*Given exercise*.
Please rewrite the entries below with "Sample point" swapped for "Reference point" in every entry, leaving everything else unchanged.

*Records supplied*.
════════════════

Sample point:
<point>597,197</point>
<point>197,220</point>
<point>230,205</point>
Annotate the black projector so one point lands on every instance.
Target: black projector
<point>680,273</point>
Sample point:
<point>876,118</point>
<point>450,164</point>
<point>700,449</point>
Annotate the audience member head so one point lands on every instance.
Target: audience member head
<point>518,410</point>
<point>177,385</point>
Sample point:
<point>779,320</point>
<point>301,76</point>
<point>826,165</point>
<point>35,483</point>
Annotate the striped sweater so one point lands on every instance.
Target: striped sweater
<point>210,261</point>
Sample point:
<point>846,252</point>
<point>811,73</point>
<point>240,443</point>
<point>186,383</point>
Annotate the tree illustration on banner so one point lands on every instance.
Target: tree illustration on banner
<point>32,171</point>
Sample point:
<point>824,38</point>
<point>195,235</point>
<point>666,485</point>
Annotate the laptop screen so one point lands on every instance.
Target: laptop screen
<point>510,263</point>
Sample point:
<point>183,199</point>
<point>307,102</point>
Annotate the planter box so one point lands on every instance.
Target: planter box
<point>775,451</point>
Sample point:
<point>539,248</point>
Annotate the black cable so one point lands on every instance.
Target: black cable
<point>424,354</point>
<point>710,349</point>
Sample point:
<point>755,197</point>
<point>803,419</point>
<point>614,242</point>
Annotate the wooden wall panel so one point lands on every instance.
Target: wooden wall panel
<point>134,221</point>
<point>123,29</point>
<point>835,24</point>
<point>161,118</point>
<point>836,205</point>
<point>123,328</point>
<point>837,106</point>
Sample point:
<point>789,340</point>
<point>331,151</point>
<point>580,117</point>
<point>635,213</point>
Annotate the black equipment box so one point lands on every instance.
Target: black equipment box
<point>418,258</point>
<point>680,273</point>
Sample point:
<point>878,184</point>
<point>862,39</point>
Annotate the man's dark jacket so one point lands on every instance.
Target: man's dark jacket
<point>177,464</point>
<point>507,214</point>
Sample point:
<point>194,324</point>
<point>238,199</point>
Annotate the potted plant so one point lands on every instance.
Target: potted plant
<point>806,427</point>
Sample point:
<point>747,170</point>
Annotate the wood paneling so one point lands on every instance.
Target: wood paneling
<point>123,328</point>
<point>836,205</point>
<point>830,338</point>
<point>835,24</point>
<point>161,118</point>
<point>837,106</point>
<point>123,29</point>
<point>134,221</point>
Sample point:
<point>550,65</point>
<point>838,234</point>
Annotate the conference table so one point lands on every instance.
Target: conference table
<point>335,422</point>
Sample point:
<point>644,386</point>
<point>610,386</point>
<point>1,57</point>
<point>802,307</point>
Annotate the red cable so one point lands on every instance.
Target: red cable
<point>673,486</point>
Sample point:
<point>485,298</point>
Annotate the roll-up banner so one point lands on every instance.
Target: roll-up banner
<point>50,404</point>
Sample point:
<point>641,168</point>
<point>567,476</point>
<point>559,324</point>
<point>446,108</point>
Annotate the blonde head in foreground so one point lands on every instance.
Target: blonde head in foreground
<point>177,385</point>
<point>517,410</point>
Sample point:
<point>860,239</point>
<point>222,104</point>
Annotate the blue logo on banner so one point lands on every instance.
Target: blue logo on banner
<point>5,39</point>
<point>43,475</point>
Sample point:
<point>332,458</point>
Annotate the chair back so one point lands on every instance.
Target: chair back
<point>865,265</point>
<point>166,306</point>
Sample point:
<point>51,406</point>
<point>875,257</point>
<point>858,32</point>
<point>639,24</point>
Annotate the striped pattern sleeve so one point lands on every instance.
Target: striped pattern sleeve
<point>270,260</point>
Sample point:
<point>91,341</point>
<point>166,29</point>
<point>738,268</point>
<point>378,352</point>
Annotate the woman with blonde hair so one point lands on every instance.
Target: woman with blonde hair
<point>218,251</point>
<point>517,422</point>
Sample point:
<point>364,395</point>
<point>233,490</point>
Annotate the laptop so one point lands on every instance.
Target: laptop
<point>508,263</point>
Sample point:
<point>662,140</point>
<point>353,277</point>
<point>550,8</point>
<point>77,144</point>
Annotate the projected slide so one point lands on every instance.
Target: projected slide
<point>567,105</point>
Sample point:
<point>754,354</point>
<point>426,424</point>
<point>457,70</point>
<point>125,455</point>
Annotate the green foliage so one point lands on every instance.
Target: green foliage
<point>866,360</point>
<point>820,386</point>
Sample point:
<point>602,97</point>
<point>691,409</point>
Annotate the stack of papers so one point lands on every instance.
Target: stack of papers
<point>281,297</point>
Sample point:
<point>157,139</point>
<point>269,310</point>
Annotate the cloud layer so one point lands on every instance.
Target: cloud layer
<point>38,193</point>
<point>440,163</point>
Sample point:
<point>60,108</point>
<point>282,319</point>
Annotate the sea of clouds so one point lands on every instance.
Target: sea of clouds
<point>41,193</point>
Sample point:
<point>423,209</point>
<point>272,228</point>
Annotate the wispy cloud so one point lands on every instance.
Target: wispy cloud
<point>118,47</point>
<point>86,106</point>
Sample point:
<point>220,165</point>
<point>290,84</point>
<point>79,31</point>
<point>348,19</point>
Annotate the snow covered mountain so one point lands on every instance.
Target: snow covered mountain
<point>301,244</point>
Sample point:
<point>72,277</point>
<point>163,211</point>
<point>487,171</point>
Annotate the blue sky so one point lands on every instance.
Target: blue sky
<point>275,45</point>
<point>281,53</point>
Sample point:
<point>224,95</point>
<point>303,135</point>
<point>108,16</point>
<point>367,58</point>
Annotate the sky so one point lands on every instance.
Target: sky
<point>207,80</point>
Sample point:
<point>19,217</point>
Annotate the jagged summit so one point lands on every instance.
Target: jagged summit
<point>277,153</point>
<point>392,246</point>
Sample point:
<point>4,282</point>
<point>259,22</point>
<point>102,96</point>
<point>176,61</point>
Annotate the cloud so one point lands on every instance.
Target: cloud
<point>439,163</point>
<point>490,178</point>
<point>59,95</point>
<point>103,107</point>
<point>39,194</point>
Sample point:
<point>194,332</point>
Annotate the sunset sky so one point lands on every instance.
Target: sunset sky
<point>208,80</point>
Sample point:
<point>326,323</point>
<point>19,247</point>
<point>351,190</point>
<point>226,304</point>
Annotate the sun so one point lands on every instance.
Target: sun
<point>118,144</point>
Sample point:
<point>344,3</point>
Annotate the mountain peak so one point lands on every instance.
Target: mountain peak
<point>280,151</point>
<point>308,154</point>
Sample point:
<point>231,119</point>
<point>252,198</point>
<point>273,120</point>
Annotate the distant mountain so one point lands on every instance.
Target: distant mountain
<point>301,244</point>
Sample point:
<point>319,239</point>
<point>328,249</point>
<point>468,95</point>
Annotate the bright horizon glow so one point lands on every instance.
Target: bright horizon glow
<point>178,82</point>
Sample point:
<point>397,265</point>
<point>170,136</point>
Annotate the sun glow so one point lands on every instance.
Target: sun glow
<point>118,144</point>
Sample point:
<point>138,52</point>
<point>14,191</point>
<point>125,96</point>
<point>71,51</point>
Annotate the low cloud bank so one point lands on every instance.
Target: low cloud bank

════════════════

*Solved exercise*.
Reference point:
<point>597,197</point>
<point>197,220</point>
<point>230,205</point>
Annotate the black projector so one point lands on every instance.
Target: black projector
<point>680,273</point>
Reference point:
<point>876,118</point>
<point>450,164</point>
<point>700,449</point>
Annotate the audience member head so one point lands on every instance.
Target: audience member head
<point>518,410</point>
<point>177,385</point>
Reference point:
<point>779,320</point>
<point>301,76</point>
<point>826,165</point>
<point>35,483</point>
Annotate the striped sweater so one point lands on every instance.
Target: striped sweater
<point>210,261</point>
Reference point:
<point>846,252</point>
<point>811,73</point>
<point>240,443</point>
<point>186,383</point>
Annotate the tree illustration on banner so one point lands on every instance.
Target: tree illustration on banner
<point>32,171</point>
Reference point:
<point>824,38</point>
<point>195,235</point>
<point>666,485</point>
Annotate the laptop screen so one point lands on every instance.
Target: laptop screen
<point>510,263</point>
Reference point:
<point>183,199</point>
<point>307,102</point>
Annotate the planter box so one point lands on every instance.
Target: planter box
<point>775,451</point>
Reference point:
<point>539,248</point>
Annotate the black cable so one point lands on every instance.
Target: black cable
<point>424,354</point>
<point>710,349</point>
Reference point:
<point>755,197</point>
<point>803,419</point>
<point>614,242</point>
Annotate the wooden wall panel so one point lands on every instance.
Target: wooden wall panel
<point>134,221</point>
<point>123,29</point>
<point>835,24</point>
<point>161,118</point>
<point>836,205</point>
<point>123,328</point>
<point>837,106</point>
Reference point:
<point>789,340</point>
<point>331,151</point>
<point>580,117</point>
<point>635,213</point>
Annotate the black equipment box so one point lands on every instance.
Target: black equipment box
<point>418,258</point>
<point>680,273</point>
Reference point:
<point>878,184</point>
<point>862,39</point>
Annotate the man's dark jacket so one point lands on every instance.
Target: man's dark jacket
<point>177,464</point>
<point>507,214</point>
Reference point:
<point>194,324</point>
<point>238,199</point>
Annotate the potted plant so one point lands on every instance.
Target: potted plant
<point>806,427</point>
Reference point:
<point>747,170</point>
Annotate the wood paneling so one point lands on every instance.
Target: wood paneling
<point>123,328</point>
<point>836,205</point>
<point>830,338</point>
<point>835,24</point>
<point>161,118</point>
<point>837,106</point>
<point>123,29</point>
<point>134,221</point>
Reference point:
<point>550,65</point>
<point>838,234</point>
Annotate the conference table so one point lands on every instance.
Target: conference table
<point>335,422</point>
Reference point:
<point>644,386</point>
<point>610,386</point>
<point>1,57</point>
<point>802,307</point>
Annotate the red cable so one point lands on every instance.
Target: red cable
<point>673,486</point>
Reference point:
<point>485,298</point>
Annotate the roll-up banner so one point lands on every instance.
Target: roll-up banner
<point>50,404</point>
Reference point:
<point>641,168</point>
<point>567,476</point>
<point>559,324</point>
<point>446,108</point>
Annotate the blonde head in foreground so one point lands on every instance.
Target: blonde head in foreground
<point>177,385</point>
<point>517,410</point>
Reference point:
<point>860,239</point>
<point>222,104</point>
Annotate the blue logo on banner so one point lands on every instance.
Target: blue logo on banner
<point>5,39</point>
<point>43,475</point>
Reference point:
<point>332,458</point>
Annotate the chair back so one point lands on every instance.
Target: chair back
<point>865,265</point>
<point>166,306</point>
Reference point:
<point>51,406</point>
<point>875,257</point>
<point>858,32</point>
<point>639,24</point>
Annotate the striped pattern sleeve so one point lands on every instance.
Target: striped pattern sleeve
<point>270,260</point>
Reference point:
<point>91,341</point>
<point>166,29</point>
<point>738,268</point>
<point>378,352</point>
Annotate the woman with blonde hair so one point lands on every instance.
Target: woman with blonde hair
<point>218,251</point>
<point>517,422</point>
Reference point:
<point>364,395</point>
<point>233,490</point>
Annotate the laptop so one point lands on every instance.
Target: laptop
<point>508,263</point>
Reference point:
<point>662,140</point>
<point>353,277</point>
<point>550,8</point>
<point>77,144</point>
Annotate the projected slide so one point lands on every instance.
Target: projected slide
<point>567,105</point>
Reference point:
<point>754,354</point>
<point>426,424</point>
<point>457,70</point>
<point>125,455</point>
Annotate the green foliage so one point lands on every instance.
Target: green foliage
<point>866,360</point>
<point>820,386</point>
Reference point:
<point>602,97</point>
<point>691,409</point>
Annotate the stack of papers so one point lands on every instance.
Target: stack of papers
<point>281,297</point>
Reference point:
<point>157,139</point>
<point>269,310</point>
Annotate the cloud layer so one point lands on every instance.
Target: cloud layer
<point>38,193</point>
<point>440,163</point>
Reference point:
<point>60,108</point>
<point>282,319</point>
Annotate the sea of clouds so one point lands on every instance.
Target: sea of clouds
<point>41,193</point>
Reference point:
<point>423,209</point>
<point>272,228</point>
Annotate the wispy cloud so one point lands on every instance.
Target: wispy cloud
<point>118,47</point>
<point>86,106</point>
Reference point:
<point>220,165</point>
<point>290,84</point>
<point>79,31</point>
<point>348,19</point>
Annotate the snow covered mountain so one point lands on every instance.
Target: snow covered mountain
<point>301,244</point>
Reference point:
<point>72,277</point>
<point>163,211</point>
<point>487,171</point>
Annotate the blue sky so one point lands on every instance.
Target: blue sky
<point>275,45</point>
<point>281,53</point>
Reference point:
<point>224,95</point>
<point>303,135</point>
<point>108,16</point>
<point>367,58</point>
Annotate the sky so one point lands on every instance.
Target: sky
<point>207,80</point>
Reference point:
<point>19,217</point>
Annotate the jagged summit so one point lands on every instance.
Target: jagged summit
<point>277,153</point>
<point>392,246</point>
Reference point:
<point>4,282</point>
<point>259,22</point>
<point>102,96</point>
<point>176,61</point>
Annotate the cloud so one point lands on every instance.
Target: cloud
<point>439,163</point>
<point>490,178</point>
<point>59,95</point>
<point>103,107</point>
<point>39,194</point>
Reference point:
<point>194,332</point>
Annotate the sunset sky so one point lands on every instance.
Target: sunset sky
<point>208,80</point>
Reference point:
<point>326,323</point>
<point>19,247</point>
<point>351,190</point>
<point>226,304</point>
Annotate the sun so one point lands on every instance.
Target: sun
<point>118,144</point>
Reference point:
<point>344,3</point>
Annotate the mountain peak so one point lands on every instance.
Target: mountain peak
<point>280,151</point>
<point>308,154</point>
Reference point:
<point>231,119</point>
<point>252,198</point>
<point>273,120</point>
Annotate the distant mountain so one point lands on every instance.
Target: distant mountain
<point>301,244</point>
Reference point:
<point>319,239</point>
<point>328,249</point>
<point>468,95</point>
Annotate the bright horizon glow so one point lands on every instance.
Target: bright horizon glow
<point>178,82</point>
Reference point:
<point>397,265</point>
<point>170,136</point>
Annotate the sun glow so one point lands on every instance.
Target: sun glow
<point>118,144</point>
Reference point:
<point>138,52</point>
<point>14,191</point>
<point>125,96</point>
<point>71,51</point>
Annotate the low cloud bank so one point lands on every instance.
Target: low cloud bank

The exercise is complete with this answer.